## Stated task:
Rewrite the whole listing below, replacing every "query" with "search term" and changing nothing else. Leave the pictures out of your version.

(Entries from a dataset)

........

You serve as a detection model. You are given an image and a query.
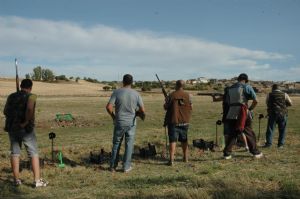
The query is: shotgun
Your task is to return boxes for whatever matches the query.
[197,93,224,97]
[15,58,20,92]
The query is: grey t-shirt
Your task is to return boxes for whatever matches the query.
[108,88,144,126]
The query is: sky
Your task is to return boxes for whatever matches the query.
[0,0,300,81]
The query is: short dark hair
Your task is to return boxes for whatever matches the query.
[238,73,248,83]
[21,79,32,88]
[176,80,184,89]
[123,74,133,86]
[272,84,279,91]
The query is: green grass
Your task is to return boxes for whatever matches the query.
[0,94,300,198]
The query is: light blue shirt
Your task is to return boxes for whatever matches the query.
[108,87,144,126]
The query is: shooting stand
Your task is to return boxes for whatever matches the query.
[55,113,75,127]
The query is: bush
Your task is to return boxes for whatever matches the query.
[103,86,110,91]
[55,75,69,81]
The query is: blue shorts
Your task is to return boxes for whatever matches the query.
[168,125,189,143]
[8,129,38,157]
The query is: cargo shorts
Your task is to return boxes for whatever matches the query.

........

## Solution to the problem:
You serve as a detection model. You are given an image and a search term.
The search term is: shotgun
Your task is to return boxes for whatever matches the search term.
[197,93,224,97]
[15,58,20,92]
The search term is: grey t-shirt
Your task is to return boxes for whatever matches the search term.
[108,88,144,126]
The search term is: sky
Your task is to return boxes for whatever matches the search term.
[0,0,300,81]
The search term is: short dark hair
Your task is to return boxes for whatever matches the search term.
[238,73,248,83]
[21,79,32,88]
[176,80,184,89]
[123,74,133,86]
[272,84,279,91]
The search term is: green grass
Your task is to return boxes for whatever matches the search term.
[0,94,300,198]
The search term is: light blue shirt
Your task is to return boxes for whatever matches the search term.
[108,87,144,126]
The search term is: shooting stand
Your task is to return boxes for whatever matches the search term.
[55,113,75,127]
The search term is: bush
Your task is to return boxes for whatever matches the search term.
[103,86,110,91]
[55,75,69,81]
The search term is: blue shorts
Your task is to return boxes for whatever matches the search term.
[168,125,189,143]
[8,129,38,157]
The search term is: cargo shorts
Your task is to return boxes for whatever matches the search term.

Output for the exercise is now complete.